■ **任务要求 1**: 把列表中的下列各行原样照抄下来:从含有“detect the fruit-bearing”的那一行起,抄到含有“(18, 0), (182, 212)”的那一行为止,首尾两行都要包括。

━━ 选段

我的大学生活

时间:2015-06-11浏览次数:2126

  (作者简介:韩锋校友,老浙大62级本科生,2012年底设立化学系南京姚江贸易有限公司助学金,每年捐赠10万元帮助化学系家庭贫困的学子顺利完成学业并健康成长

  我是六二年进浙大化学系学习的,当时,国家正处于三年困难时期,全国只招了十三、四万大学生。化学系原先招了35人,后来工程物理系撤消,划过来15人,50个同学重组成二个班。那时楊士林先生是系主任,不久他去英国做访问学者了,化学系由化工系托管,系主任是周春暉,黄固任党委书记。困难时期饿死许多人的惨痛教训使社会上的极左思潮有所收敛,六二届是解放后第一次招收新生不问其家庭出身的,我的同学中有兄弟在台湾,还有同学的父亲当过国民党执政时的县长,这在之前是不可想象的。那时,一年级都住在文一街二分部。大学生统一的伙食弗是每月十一元五角,后来邓小平给加到十三元五角。每月定粮32斤,当时油水少,男同学吃不饱,上完二节课常有人急急忙忙上文二街去买油饼充饥(要粮票)。
  由于极左思潮收敛了,校风学风大大改善,同学们意气风发,学得很努力,老师们施展抱负,教得也很认真,六二届学生的成绩大多都很好,我们二个班出类拔萃的有余乃言、趙锦萱、郑炳乾、湯建华、叶鸿伟等,又如莫若蕙、沈剑韵、趙群等一、二十个同学,除了体育,门门功课5分。

━━━━
━━ 所用列表

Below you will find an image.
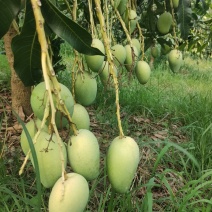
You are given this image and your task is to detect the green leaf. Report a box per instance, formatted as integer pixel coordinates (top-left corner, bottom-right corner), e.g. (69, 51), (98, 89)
(41, 0), (104, 55)
(0, 0), (21, 38)
(12, 1), (42, 86)
(177, 0), (192, 40)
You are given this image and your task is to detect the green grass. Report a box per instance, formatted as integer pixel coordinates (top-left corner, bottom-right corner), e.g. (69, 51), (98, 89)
(0, 53), (212, 212)
(0, 54), (11, 87)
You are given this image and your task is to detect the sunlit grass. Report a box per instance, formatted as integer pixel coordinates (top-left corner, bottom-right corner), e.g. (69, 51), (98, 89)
(0, 49), (212, 212)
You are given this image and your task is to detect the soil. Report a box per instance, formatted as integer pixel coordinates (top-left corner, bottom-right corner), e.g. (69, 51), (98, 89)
(0, 88), (187, 209)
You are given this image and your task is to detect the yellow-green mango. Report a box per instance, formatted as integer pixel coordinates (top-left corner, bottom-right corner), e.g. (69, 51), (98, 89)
(168, 49), (183, 73)
(106, 136), (139, 193)
(124, 10), (138, 34)
(49, 173), (89, 212)
(99, 61), (118, 86)
(30, 131), (67, 188)
(111, 44), (127, 67)
(72, 104), (90, 130)
(151, 46), (159, 58)
(135, 61), (151, 84)
(67, 129), (100, 180)
(20, 119), (48, 155)
(85, 38), (105, 72)
(124, 44), (138, 71)
(74, 72), (97, 106)
(132, 38), (141, 56)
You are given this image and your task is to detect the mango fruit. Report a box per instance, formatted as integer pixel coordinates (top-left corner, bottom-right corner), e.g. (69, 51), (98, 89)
(106, 136), (139, 193)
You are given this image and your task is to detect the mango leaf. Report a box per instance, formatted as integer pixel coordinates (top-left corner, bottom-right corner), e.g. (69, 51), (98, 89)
(41, 0), (104, 55)
(0, 0), (21, 39)
(12, 1), (42, 86)
(177, 0), (192, 40)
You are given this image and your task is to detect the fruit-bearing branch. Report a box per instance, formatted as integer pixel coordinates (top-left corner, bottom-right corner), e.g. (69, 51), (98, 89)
(95, 0), (124, 137)
(28, 0), (68, 180)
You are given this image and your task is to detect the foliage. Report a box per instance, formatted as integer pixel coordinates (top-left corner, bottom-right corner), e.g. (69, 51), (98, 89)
(0, 0), (212, 211)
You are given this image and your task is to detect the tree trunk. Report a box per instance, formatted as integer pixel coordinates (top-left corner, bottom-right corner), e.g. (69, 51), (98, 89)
(4, 24), (32, 119)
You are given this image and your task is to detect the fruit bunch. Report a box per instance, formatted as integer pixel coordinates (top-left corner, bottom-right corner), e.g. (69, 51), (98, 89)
(18, 0), (182, 212)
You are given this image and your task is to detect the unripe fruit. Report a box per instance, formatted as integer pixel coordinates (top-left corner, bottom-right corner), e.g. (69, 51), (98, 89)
(99, 61), (118, 86)
(172, 0), (179, 8)
(49, 173), (89, 212)
(72, 104), (90, 130)
(157, 12), (172, 34)
(151, 46), (159, 58)
(161, 44), (171, 55)
(117, 0), (128, 15)
(74, 72), (97, 106)
(132, 38), (141, 56)
(168, 49), (183, 73)
(20, 119), (48, 155)
(30, 131), (67, 188)
(124, 10), (138, 34)
(125, 45), (138, 71)
(85, 38), (105, 72)
(67, 129), (100, 180)
(135, 61), (151, 84)
(106, 137), (139, 193)
(30, 82), (74, 129)
(111, 44), (126, 66)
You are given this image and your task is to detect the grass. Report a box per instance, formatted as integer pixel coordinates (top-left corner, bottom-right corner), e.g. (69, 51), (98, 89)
(0, 51), (212, 212)
(0, 53), (11, 87)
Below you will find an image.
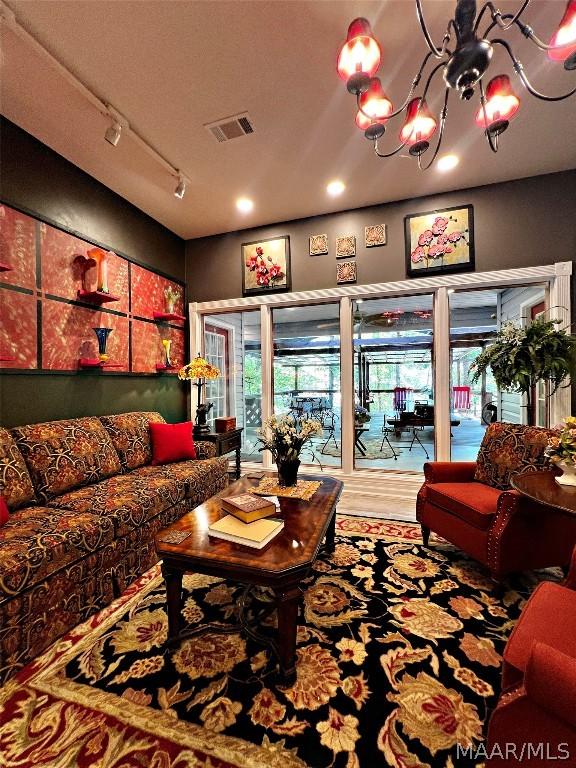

━━━━

■ **任务要求 2**: 从选段中一字不改地摘出一段原文,以“(作者简介:韩锋校友,老浙大”这几个字开头,到“二街去买油饼充饥(要粮票)。”这几个字结束。

■ **正确结果 1**:
You are given this image and your task is to detect the fruit-bearing branch. Report a box per instance, formatted as integer pixel coordinates (top-left corner, bottom-right corner), e.g. (69, 51), (98, 89)
(95, 0), (124, 137)
(28, 0), (68, 180)
You are given this image and your task is to detect the foliage. Report a box per instance, formatted as integer pixel coordinates (top-left corner, bottom-right corner), e.g. (69, 51), (98, 89)
(0, 0), (212, 211)
You are given this image and your task is to detect the tree trunk. Report a box per instance, formatted as integer pixel coordinates (top-left corner, bottom-right corner), e.g. (69, 51), (98, 89)
(4, 24), (32, 119)
You are given this image and your task is to detect the fruit bunch. Report a box per instance, formatted as integer pixel coordinates (top-left corner, bottom-right corner), e.g. (69, 51), (98, 89)
(18, 0), (182, 212)

■ **正确结果 2**:
(作者简介:韩锋校友,老浙大62级本科生,2012年底设立化学系南京姚江贸易有限公司助学金,每年捐赠10万元帮助化学系家庭贫困的学子顺利完成学业并健康成长

  我是六二年进浙大化学系学习的,当时,国家正处于三年困难时期,全国只招了十三、四万大学生。化学系原先招了35人,后来工程物理系撤消,划过来15人,50个同学重组成二个班。那时楊士林先生是系主任,不久他去英国做访问学者了,化学系由化工系托管,系主任是周春暉,黄固任党委书记。困难时期饿死许多人的惨痛教训使社会上的极左思潮有所收敛,六二届是解放后第一次招收新生不问其家庭出身的,我的同学中有兄弟在台湾,还有同学的父亲当过国民党执政时的县长,这在之前是不可想象的。那时,一年级都住在文一街二分部。大学生统一的伙食弗是每月十一元五角,后来邓小平给加到十三元五角。每月定粮32斤,当时油水少,男同学吃不饱,上完二节课常有人急急忙忙上文二街去买油饼充饥(要粮票)。